## Task objective
Locate the line that contains "Would you mind pinning the white cloud". Retype it and every line after it to the end of the records, exactly, but not the pictures.

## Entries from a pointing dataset

* * *

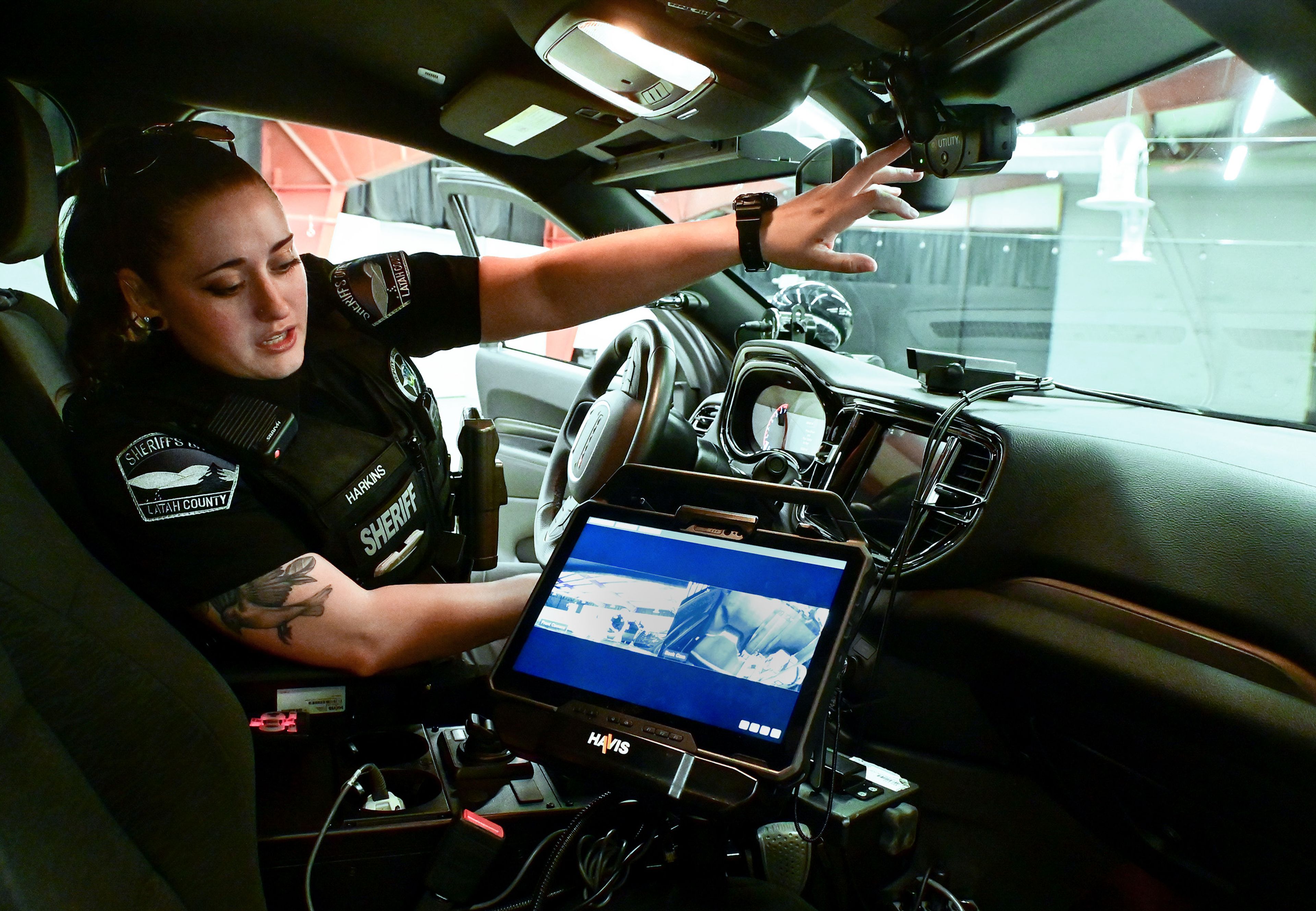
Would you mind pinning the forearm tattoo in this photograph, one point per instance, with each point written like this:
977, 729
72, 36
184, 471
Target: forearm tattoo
263, 603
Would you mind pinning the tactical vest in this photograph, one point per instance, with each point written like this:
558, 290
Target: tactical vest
379, 507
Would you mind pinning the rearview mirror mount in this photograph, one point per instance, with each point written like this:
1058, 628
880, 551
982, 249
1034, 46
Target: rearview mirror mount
832, 160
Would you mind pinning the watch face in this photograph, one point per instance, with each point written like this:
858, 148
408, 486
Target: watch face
758, 202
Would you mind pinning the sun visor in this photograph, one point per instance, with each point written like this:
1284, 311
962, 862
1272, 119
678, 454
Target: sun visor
528, 115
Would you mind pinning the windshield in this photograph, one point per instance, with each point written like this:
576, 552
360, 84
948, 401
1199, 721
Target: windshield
1186, 273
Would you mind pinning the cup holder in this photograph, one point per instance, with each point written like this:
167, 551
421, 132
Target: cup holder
415, 787
386, 748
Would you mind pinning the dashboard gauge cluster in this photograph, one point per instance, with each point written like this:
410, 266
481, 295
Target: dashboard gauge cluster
869, 449
789, 419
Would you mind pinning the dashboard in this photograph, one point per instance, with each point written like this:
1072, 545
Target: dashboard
1148, 503
1120, 602
866, 448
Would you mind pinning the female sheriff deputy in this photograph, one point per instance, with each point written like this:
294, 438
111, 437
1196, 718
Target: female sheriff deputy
200, 329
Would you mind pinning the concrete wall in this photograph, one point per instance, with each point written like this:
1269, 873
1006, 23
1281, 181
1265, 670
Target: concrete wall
1224, 314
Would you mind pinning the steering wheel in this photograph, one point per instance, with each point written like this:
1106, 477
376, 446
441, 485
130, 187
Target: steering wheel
607, 427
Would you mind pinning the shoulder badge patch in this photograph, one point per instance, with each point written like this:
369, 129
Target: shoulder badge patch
169, 478
404, 376
374, 287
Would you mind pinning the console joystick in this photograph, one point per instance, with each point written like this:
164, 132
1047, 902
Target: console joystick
482, 744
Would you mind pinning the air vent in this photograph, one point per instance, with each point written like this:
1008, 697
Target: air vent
971, 476
706, 417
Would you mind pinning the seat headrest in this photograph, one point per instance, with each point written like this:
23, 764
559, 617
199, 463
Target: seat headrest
29, 202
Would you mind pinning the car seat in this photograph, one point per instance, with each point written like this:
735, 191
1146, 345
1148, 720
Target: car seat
131, 773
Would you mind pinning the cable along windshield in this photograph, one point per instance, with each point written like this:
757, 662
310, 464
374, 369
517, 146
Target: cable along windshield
1160, 241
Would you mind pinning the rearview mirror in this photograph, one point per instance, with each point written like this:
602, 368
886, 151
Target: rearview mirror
827, 164
831, 161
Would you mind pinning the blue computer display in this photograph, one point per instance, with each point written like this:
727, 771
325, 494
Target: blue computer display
714, 631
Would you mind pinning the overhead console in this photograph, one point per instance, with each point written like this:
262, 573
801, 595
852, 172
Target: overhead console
636, 58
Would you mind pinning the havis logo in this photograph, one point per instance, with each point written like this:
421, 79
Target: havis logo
606, 742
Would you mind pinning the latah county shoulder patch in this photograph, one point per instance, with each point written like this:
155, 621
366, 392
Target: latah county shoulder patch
169, 478
374, 287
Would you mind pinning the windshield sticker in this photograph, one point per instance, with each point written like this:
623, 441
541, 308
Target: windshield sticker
169, 478
374, 287
526, 125
406, 377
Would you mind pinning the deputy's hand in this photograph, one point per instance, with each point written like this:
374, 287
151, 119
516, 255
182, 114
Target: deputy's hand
801, 233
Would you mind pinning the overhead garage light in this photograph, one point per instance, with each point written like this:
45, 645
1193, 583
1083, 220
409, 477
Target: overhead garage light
1235, 164
1260, 106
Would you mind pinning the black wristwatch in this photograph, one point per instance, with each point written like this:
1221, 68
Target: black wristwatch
749, 221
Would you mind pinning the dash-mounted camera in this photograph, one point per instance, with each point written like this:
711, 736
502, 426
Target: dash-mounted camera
949, 141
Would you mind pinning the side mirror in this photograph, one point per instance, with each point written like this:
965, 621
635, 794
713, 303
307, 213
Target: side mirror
831, 161
827, 164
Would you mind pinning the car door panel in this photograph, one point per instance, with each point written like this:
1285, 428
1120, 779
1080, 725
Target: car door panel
528, 398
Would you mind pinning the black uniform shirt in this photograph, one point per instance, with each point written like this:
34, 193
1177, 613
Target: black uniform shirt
186, 525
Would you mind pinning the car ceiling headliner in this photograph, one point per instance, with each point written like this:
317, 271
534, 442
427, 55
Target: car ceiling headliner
353, 66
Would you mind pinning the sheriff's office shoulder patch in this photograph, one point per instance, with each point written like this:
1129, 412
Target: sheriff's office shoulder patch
169, 478
404, 376
374, 287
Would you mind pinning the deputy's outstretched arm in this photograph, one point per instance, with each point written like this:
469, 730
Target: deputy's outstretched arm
310, 611
612, 273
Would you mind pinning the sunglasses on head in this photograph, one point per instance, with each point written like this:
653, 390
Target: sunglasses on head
137, 160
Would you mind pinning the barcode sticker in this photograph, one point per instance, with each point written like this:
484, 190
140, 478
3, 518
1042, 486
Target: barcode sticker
314, 701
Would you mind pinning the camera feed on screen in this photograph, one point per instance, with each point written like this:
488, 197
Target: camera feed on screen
789, 419
755, 638
706, 630
882, 501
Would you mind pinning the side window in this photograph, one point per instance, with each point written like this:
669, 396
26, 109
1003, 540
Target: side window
506, 228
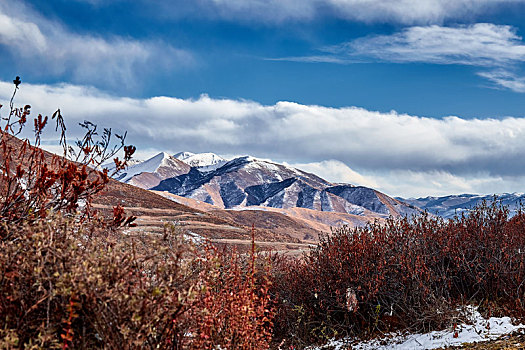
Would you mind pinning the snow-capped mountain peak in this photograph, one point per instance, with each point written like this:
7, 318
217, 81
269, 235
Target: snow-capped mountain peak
204, 161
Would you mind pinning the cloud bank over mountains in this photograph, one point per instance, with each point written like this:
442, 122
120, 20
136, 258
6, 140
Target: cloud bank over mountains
403, 154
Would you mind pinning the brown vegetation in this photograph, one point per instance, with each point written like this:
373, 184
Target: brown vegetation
70, 278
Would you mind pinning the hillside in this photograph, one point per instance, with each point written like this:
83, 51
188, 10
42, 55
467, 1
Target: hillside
448, 206
248, 182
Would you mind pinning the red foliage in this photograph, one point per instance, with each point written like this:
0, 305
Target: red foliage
408, 273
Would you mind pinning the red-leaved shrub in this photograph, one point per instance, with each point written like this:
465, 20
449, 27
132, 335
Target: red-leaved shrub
403, 274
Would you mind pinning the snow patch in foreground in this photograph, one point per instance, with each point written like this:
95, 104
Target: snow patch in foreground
479, 330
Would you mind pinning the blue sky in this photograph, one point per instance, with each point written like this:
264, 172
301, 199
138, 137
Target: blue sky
412, 97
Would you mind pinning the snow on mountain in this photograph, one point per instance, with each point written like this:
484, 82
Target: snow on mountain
448, 206
204, 161
150, 172
248, 181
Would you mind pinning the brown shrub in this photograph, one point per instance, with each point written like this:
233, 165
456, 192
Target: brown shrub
69, 279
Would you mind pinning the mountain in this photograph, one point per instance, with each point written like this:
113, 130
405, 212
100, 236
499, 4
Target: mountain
203, 161
149, 173
448, 206
247, 181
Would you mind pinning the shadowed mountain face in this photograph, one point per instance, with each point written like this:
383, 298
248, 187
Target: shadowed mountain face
247, 181
448, 206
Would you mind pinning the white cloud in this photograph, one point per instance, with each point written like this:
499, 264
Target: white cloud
496, 47
398, 153
412, 11
382, 11
481, 44
50, 49
506, 79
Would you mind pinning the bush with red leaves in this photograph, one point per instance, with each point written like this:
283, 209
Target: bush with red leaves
69, 279
407, 274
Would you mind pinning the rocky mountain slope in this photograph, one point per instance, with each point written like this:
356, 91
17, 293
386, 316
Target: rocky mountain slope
448, 206
249, 182
151, 172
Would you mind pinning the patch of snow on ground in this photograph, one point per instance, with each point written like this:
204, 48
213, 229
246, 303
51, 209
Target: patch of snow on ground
479, 330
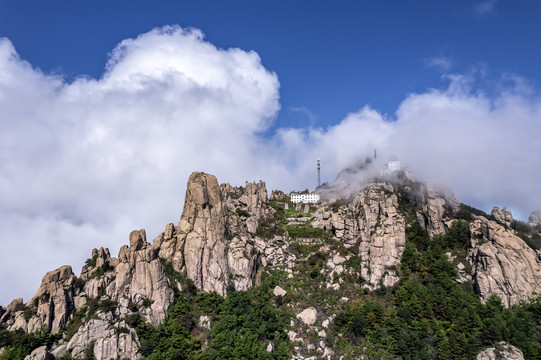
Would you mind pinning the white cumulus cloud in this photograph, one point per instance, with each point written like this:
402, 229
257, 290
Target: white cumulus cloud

* * *

## Exercise solution
Would you mind pinning the white cloud in this photograph, one point per instance, with each point written like this:
499, 264
Target: white cloud
496, 47
398, 153
412, 11
382, 11
481, 44
50, 49
506, 79
Would you mind pinning the bush with red leaves in this photograph, one point per instance, with each point written like this:
283, 209
Target: bush with red leaves
69, 279
407, 274
Would you mind pinning the rocky mountain slope in this photograph, one point per instance, with each point written like this:
356, 91
17, 293
386, 316
Target: rocky mountain slope
448, 206
249, 182
151, 172
Would you mind pinning the patch of snow on ground in this photograph, one point per instance, with each point written like this:
204, 48
213, 229
246, 303
51, 209
Target: patch of snow on ground
479, 330
Would you mind pinning the white cumulus cloud in this photograph, one point per instance, with each point written like this:
402, 229
257, 290
Target: white cumulus cloud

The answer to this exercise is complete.